• _Given request_: Present the lines below as a Markdown table with the columns "Row" and "Line text," numbering each row and leaving out blank lines.

• _Available records_:

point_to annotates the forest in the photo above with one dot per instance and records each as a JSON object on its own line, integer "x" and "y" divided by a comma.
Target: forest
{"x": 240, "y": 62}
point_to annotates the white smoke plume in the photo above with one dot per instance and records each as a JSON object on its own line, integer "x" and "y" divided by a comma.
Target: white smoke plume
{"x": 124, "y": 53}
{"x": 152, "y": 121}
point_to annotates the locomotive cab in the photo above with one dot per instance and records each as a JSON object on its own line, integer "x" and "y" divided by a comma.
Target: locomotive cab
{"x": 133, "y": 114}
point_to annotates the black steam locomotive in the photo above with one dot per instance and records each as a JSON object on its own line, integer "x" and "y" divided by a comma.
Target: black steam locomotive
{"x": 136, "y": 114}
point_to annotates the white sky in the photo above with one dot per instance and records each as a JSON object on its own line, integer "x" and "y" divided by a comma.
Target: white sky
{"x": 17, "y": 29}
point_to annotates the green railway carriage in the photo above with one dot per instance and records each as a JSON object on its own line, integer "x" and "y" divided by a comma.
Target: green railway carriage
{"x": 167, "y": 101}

• _Response for this exercise_:
| Row | Line text |
|---|---|
| 1 | point_to annotates the forest in the photo above with one dot per instance and records each as a JSON object on its own line, integer "x" and "y" divided by a comma. |
| 2 | Target: forest |
| 3 | {"x": 240, "y": 62} |
| 4 | point_to annotates the white smoke plume in the photo above with one dot per instance and records each as a JSON object on its own line, integer "x" and "y" divided by a comma. |
| 5 | Target: white smoke plume |
| 6 | {"x": 124, "y": 53} |
| 7 | {"x": 152, "y": 121} |
| 8 | point_to annotates the locomotive cab in the photo above with one dot per instance and records each as a JSON object on its own line, integer "x" and "y" divided by a comma. |
| 9 | Target: locomotive cab |
| 10 | {"x": 133, "y": 114} |
| 11 | point_to annotates the black steam locomotive in the photo above with one dot per instance and records each as a JSON object on its own line, integer "x" and "y" divided by a comma. |
| 12 | Target: black steam locomotive |
| 13 | {"x": 136, "y": 114} |
| 14 | point_to annotates the white sky in the photo above with one dot per instance and records each as a JSON object on its own line, integer "x" and "y" divided by a comma. |
| 15 | Target: white sky |
| 16 | {"x": 17, "y": 29} |
| 17 | point_to annotates the green railway carriage in the photo above with one dot per instance and records each as a JSON object on its own line, integer "x" and "y" divided by a comma. |
| 18 | Target: green railway carriage |
| 19 | {"x": 167, "y": 101} |